▶
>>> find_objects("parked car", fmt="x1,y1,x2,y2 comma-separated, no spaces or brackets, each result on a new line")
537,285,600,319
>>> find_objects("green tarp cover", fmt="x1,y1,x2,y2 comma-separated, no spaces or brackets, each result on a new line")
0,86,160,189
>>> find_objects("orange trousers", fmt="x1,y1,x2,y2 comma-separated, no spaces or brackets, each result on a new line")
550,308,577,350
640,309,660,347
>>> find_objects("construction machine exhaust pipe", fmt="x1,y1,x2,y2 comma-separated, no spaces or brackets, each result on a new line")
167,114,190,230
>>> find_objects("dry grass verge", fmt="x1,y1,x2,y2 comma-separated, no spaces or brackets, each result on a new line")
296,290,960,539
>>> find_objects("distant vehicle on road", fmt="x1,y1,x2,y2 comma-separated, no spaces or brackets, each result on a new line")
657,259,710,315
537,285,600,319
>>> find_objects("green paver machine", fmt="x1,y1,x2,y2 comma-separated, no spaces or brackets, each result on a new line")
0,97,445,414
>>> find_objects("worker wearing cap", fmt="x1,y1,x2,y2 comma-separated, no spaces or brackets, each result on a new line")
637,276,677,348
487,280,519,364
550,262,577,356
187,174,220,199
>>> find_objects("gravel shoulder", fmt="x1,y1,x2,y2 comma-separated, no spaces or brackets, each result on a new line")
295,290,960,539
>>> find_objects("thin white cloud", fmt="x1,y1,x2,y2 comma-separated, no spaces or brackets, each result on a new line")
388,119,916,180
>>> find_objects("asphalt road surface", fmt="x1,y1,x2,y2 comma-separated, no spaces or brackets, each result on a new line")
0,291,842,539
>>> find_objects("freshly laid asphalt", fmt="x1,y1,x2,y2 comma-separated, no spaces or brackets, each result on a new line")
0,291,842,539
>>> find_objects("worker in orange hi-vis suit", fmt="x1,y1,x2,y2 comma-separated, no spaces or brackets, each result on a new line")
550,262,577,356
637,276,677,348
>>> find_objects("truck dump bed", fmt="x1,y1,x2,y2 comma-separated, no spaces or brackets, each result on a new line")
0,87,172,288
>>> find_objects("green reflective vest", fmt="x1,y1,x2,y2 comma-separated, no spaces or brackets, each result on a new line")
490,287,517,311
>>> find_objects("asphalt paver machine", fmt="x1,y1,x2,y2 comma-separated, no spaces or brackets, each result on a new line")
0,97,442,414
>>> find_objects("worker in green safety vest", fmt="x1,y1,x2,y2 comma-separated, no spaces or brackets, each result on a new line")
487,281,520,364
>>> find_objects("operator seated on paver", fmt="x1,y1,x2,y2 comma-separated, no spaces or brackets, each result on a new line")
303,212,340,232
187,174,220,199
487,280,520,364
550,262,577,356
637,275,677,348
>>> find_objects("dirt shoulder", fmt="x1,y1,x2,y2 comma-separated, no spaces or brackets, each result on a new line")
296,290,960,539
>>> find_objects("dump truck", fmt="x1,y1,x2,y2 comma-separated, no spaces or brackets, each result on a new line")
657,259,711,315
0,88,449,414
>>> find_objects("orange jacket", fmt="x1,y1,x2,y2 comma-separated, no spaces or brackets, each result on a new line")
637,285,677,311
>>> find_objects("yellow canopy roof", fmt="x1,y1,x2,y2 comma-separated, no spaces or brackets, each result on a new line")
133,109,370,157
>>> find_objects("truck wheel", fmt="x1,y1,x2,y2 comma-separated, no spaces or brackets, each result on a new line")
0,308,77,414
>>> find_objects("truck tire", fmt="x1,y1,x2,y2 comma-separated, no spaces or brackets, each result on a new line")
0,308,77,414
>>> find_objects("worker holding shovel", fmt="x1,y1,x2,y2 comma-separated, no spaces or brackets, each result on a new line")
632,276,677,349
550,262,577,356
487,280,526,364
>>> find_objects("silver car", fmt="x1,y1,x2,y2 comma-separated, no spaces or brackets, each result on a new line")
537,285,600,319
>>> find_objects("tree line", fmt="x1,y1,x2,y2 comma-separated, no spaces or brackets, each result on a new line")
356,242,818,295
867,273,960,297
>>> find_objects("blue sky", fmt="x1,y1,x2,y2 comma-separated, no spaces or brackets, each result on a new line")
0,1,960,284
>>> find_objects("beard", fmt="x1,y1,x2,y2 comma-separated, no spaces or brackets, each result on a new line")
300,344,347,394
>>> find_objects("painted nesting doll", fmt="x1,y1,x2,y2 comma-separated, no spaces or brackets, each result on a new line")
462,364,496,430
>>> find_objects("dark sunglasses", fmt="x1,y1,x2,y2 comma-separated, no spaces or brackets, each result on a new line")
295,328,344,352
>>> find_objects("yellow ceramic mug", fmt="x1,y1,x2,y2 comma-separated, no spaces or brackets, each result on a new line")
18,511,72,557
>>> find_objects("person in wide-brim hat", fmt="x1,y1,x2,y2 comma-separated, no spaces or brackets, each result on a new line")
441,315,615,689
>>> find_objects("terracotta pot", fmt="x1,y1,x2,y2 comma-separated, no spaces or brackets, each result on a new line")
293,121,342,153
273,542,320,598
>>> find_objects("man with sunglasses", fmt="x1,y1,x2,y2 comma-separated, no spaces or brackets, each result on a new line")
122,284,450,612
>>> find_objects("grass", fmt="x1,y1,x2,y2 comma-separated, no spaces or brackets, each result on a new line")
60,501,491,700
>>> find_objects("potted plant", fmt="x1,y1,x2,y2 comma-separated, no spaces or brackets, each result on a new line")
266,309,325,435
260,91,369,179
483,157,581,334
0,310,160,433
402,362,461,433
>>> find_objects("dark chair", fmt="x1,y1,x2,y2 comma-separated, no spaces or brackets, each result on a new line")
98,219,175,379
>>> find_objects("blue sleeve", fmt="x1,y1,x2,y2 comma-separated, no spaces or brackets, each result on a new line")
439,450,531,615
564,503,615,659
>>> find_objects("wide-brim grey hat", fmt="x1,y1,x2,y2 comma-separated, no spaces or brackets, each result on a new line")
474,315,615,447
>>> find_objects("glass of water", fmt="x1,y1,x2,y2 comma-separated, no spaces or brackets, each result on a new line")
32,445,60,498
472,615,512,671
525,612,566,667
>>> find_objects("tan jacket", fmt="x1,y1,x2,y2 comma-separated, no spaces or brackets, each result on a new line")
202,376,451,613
◀
演習の目的 :: 上記の項目をすべて、一字一句変えずにそのまま繰り返してください。

完成した課題 ::
>>> find_objects("parked car", fmt="x1,y1,x2,y2 comma-separated, no spaces or brackets, each result on a new line")
537,285,600,319
>>> find_objects("green tarp cover", fmt="x1,y1,x2,y2 comma-separated, no spaces or brackets, each result on a new line")
0,86,160,189
>>> find_objects("orange trousers", fmt="x1,y1,x2,y2 comma-separated, no spaces or brackets, each result on a new line")
550,308,577,350
640,309,660,347
>>> find_objects("construction machine exhaust pipe", fmt="x1,y1,x2,y2 comma-separated, no spaces or brackets, each result on a new line")
167,114,190,230
>>> find_objects("dry grass verge", fmt="x1,y1,x2,y2 comma-separated, no spaces or brackets, each result on a new line")
296,290,960,539
>>> find_objects("distant vehicle on road", fmt="x1,y1,x2,y2 comma-separated, no spaces or brackets, each result on a new line")
657,259,710,315
537,285,600,319
>>> find_objects("green paver machine", fmt="x1,y1,x2,y2 comma-separated, no spaces or brackets, each result on a new line")
0,97,445,414
>>> find_objects("worker wearing cap", fmt="x1,y1,x2,y2 comma-separated, no spaces or brackets, each result on a new line")
637,276,677,348
487,280,519,364
550,262,577,356
187,174,220,199
>>> find_objects("gravel shoulder", fmt="x1,y1,x2,y2 comma-separated, no spaces or brackets, each result on a new line")
295,290,960,539
>>> find_objects("thin white cloud", fmt="x1,y1,x2,y2 comma-separated, no spaces or brackets, each result on a new line")
388,119,916,180
>>> find_objects("asphalt road surface", fmt="x1,y1,x2,y2 comma-separated, no spaces or brackets, each result on a new line")
0,291,842,539
>>> find_objects("freshly laid asphalt", fmt="x1,y1,x2,y2 comma-separated, no spaces or brackets, each result on a new line")
0,291,842,539
>>> find_objects("worker in orange hi-vis suit", fmt="x1,y1,x2,y2 comma-separated, no spaces or brackets, each result on a new line")
550,262,577,356
637,276,677,348
>>> find_objects("truck dump bed", fmt="x1,y1,x2,y2 comma-separated, no spaces or brackets, each result on a new line")
0,87,172,288
>>> find_objects("green reflective vest", fmt="x1,y1,x2,y2 comma-separated, no spaces or brackets, each result on a new line")
490,287,517,311
>>> find_objects("asphalt paver machine", fmt="x1,y1,x2,y2 comma-separated, no spaces or brackets, each result on a new line")
0,97,442,414
>>> find_objects("worker in green safety vest", fmt="x1,y1,x2,y2 comma-separated, no spaces or brackets, each result on a new line")
487,281,520,364
>>> find_objects("operator seated on paver", fmt="x1,y1,x2,y2 comma-separated, no spaces or brackets, each result on a new line")
303,212,340,232
187,174,220,199
487,280,520,364
550,262,577,356
637,275,677,348
>>> find_objects("dirt shoulder", fmt="x1,y1,x2,y2 comma-separated, no spaces or brackets, each result on a new line")
296,290,960,539
>>> find_objects("dump truck", fmt="x1,y1,x2,y2 comma-separated, no spaces or brackets, each result on a new line")
657,259,711,315
0,88,449,414
>>> find_objects("orange jacket", fmt="x1,y1,x2,y2 comma-separated, no spaces or brackets, each result on a new line")
637,285,677,311
>>> find_objects("yellow canopy roof", fmt="x1,y1,x2,y2 comma-separated, no spaces or brackets, each result on a new line")
133,109,370,157
>>> find_objects("truck wheel", fmt="x1,y1,x2,y2 comma-separated, no spaces or brackets, each result on a new line")
0,308,77,414
>>> find_objects("truck tire", fmt="x1,y1,x2,y2 comma-separated, no spaces or brackets, each result on a new line")
0,308,77,414
>>> find_objects("worker holding shovel", fmt="x1,y1,x2,y2 comma-separated, no spaces or brackets, each result on a new line")
632,276,677,349
550,262,577,356
487,280,526,364
>>> find_objects("silver car", fmt="x1,y1,x2,y2 comma-separated, no spaces or brackets, each result on a new line")
537,285,600,319
>>> find_objects("tree line", fmt="x1,y1,x2,y2 comma-separated, no spaces or brackets, each result on a new line")
356,242,818,295
867,273,960,297
>>> find_objects("blue sky", fmt="x1,y1,x2,y2 comma-separated, no spaces or brackets, each result on a new line")
0,1,960,284
>>> find_objects("beard", fmt="x1,y1,x2,y2 comma-separated, no spaces or brackets, each result on a new line")
300,344,347,394
>>> find_objects("painted nesting doll", fmt="x1,y1,x2,y2 comma-separated, no spaces or brackets, each result on a new line")
462,364,496,430
>>> find_objects("dark sunglasses", fmt="x1,y1,x2,y2 comma-separated, no spaces or brackets, each result on a new line")
295,328,344,352
>>> find_objects("yellow ceramic mug", fmt="x1,y1,x2,y2 comma-separated, no spaces or brackets, each result on a new line")
18,511,72,557
>>> find_objects("person in wide-brim hat", fmt="x1,y1,x2,y2 comma-separated, no spaces or brackets, each result on a new line")
441,315,615,689
>>> find_objects("terracotta pot", fmt="x1,y1,x2,y2 comma-separated, no spaces or brackets, each result on a new line")
293,121,342,153
273,542,320,598
>>> find_objects("man with sunglasses", fmt="x1,y1,x2,y2 comma-separated, no spaces or brackets, each result on a new line")
122,284,450,612
>>> find_objects("grass", fmt="x1,y1,x2,y2 comma-separated, no spaces or brackets, each result on a new line")
60,501,491,700
>>> find_objects("potted plant", fmt="x1,y1,x2,y2 comma-separated, no spaces or brackets, each result on a new line")
266,309,325,435
260,91,369,179
483,157,581,334
0,310,160,433
402,362,461,433
>>> find_objects("dark chair", fmt="x1,y1,x2,y2 comma-separated, no spaces or brackets, each result on a new line")
98,219,175,379
>>> find_objects("blue sleeve", fmt="x1,y1,x2,y2 comma-separated, no spaces or brackets, each result on a new line")
439,450,531,615
564,503,615,659
>>> find_objects("wide-brim grey hat", fmt="x1,y1,x2,y2 comma-separated, no spaces or brackets, each result on a new line")
474,315,615,447
>>> find_objects("glass of water", fmt="x1,y1,x2,y2 comma-separated, no spaces or brackets, each result on a new line")
32,445,60,498
472,615,512,671
525,612,566,667
>>> find_objects("tan jacket", fmt="x1,y1,x2,y2 comma-separated, no spaces or brackets, each result on a new line")
202,376,451,613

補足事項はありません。